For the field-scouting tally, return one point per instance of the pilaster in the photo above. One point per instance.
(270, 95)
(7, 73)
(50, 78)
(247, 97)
+ + +
## Given task
Return the data above, copying every line with no changes at all.

## The response
For the field-scouting tally, return one point per instance of the pilaster in the photo above. One point per instance.
(270, 95)
(7, 73)
(50, 78)
(247, 97)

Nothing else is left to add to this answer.